§ **Supplied text**
5 September 2019 | last updated: 5 March 2020

As the USS and equality and pay-related ballots open in higher education, Jo writes to members with the latest developments and the importance of the ballots to force a long-term solution.

From Monday onwards, you should expect to receive two sets of ballot papers: one for the USS dispute and one for the dispute on pay, equality, and other pay-related issues. 

I am writing now to update you on the latest developments regarding USS and to urge you to vote for strike action. Now is our chance to reverse a long-term trend of detrimental changes and secure a future for the pension scheme which we all share.

As I have warned you previously, employers are forcing USS members to pay towards contribution increases arising from USS's refusal to implement key proposals of the Joint Expert Panel (JEP). Employers have done little to challenge USS's rejection of those proposals, preserving their comfortable relationship with USS at the expense of their relationship with staff. 

Our contributions will rise to 9.6% of salary from October 2019, and 11% of salary from October 2021.

The cumulative effect of detrimental changes since 2011

These are just the latest in a series of changes to USS that have hurt members from 2011 onwards. UCU commissioned an analysis of the changes from independent experts First Actuarial. They showed that, compared with the situation members would be in if the Scheme had continued in its pre-2011 state:

  • the typical USS member stands to lose £240,000 in retirement
  • for many members, losses will climb as high as £730,000. 

Combined with the persistent wage suppression which we have endured over the same period, this has been an extraordinary attack on the overall remuneration package of university staff.

If we do not contest it, it will keep happening. At the next valuation, our contributions are scheduled to increase even further to maintain the same benefits. But employers have already signalled that they intend to cut benefits.  They warn that they would refuse to pay even a 65% share of an increase to 33.7% but the rate for the next valuation is scheduled to climb to 34.7%. In that situation, employers will put benefit cuts on the agenda.

§ **Things to do**
a) Please rewrite the stretch from "Our contributions will" through "high as £730,000." in the USS pension letter, replacing "typical" with "average".
b) Write the next part of the USS pension letter, picking up after its final sentence.

§ **Data**
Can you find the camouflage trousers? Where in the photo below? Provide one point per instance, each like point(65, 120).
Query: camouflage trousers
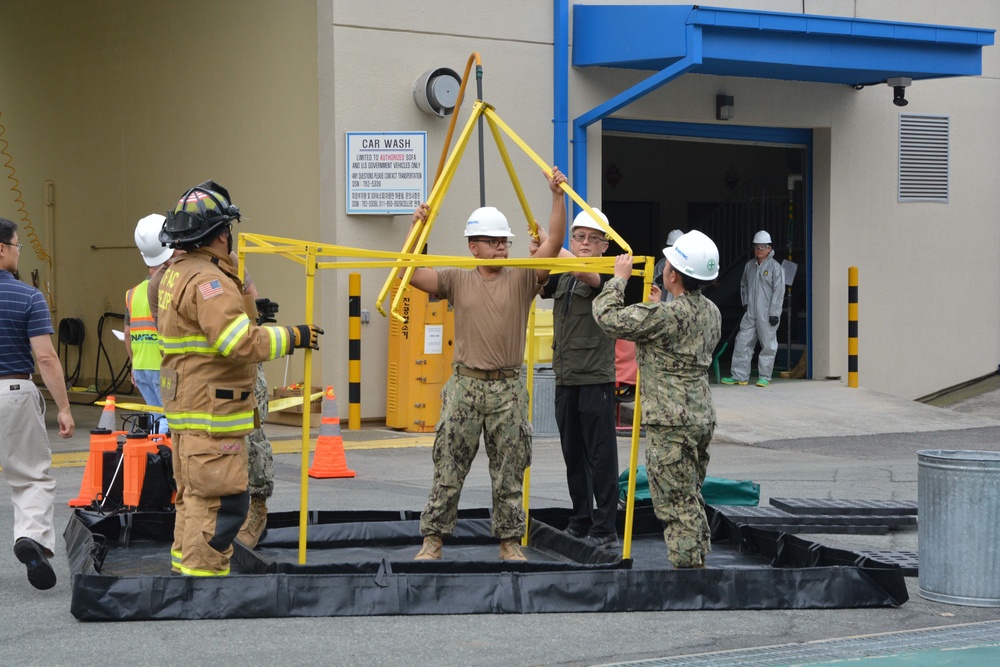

§ **Answer list**
a)
Our contributions will rise to 9.6% of salary from October 2019, and 11% of salary from October 2021.

The cumulative effect of detrimental changes since 2011

These are just the latest in a series of changes to USS that have hurt members from 2011 onwards. UCU commissioned an analysis of the changes from independent experts First Actuarial. They showed that, compared with the situation members would be in if the Scheme had continued in its pre-2011 state:

  • the average USS member stands to lose £240,000 in retirement
  • for many members, losses will climb as high as £730,000.

b)
Update on negotiations

During negotiations in the last two weeks, employers put an offer to our negotiators that required UCU to commit not to ballot for or take strike action over USS for over two years, until October 2021, in exchange for an initial member contribution increase of 0.3%, followed by a much larger increase to 11% after the 2020 valuation. Employers' intentions were clear: they were hoping to prevent UCU not only from going on strike now, but also from contesting whatever detrimental changes they may wish to impose on us in the next valuation cycle.

Negotiations continue, and UCU has convened an emergency meeting of its higher education committee (HEC) to consider whatever offer may be on the table at the end of this week. We are serious about considering a viable offer if employers are willing to make it. But I am not hopeful of any progress unless employers recognise that a temporary softening of contribution increases is not good enough. We need guarantees that last longer than two years. 

We need a long-term as well as a short-term solution

We have been offered short-term compromises before, and they have all proven inadequate. We don't want to keep taking industrial action over USS at every valuation. This time, we need a long-term solution.

The second report of the Joint Expert Panel will be published later this year. If you vote and give us a strong mandate for strike action, we will be ideally placed to make sure that this time, employers not only cover the costs of increases but also make firmer commitments to honour the JEP's conclusions and hold USS to account. 

Please vote as soon as you receive your papers, pass this message on to as many of your colleagues as you can, and urge them to vote. In the meantime, email me with any questions you have about the dispute, and I will endeavour to answer them in future emails.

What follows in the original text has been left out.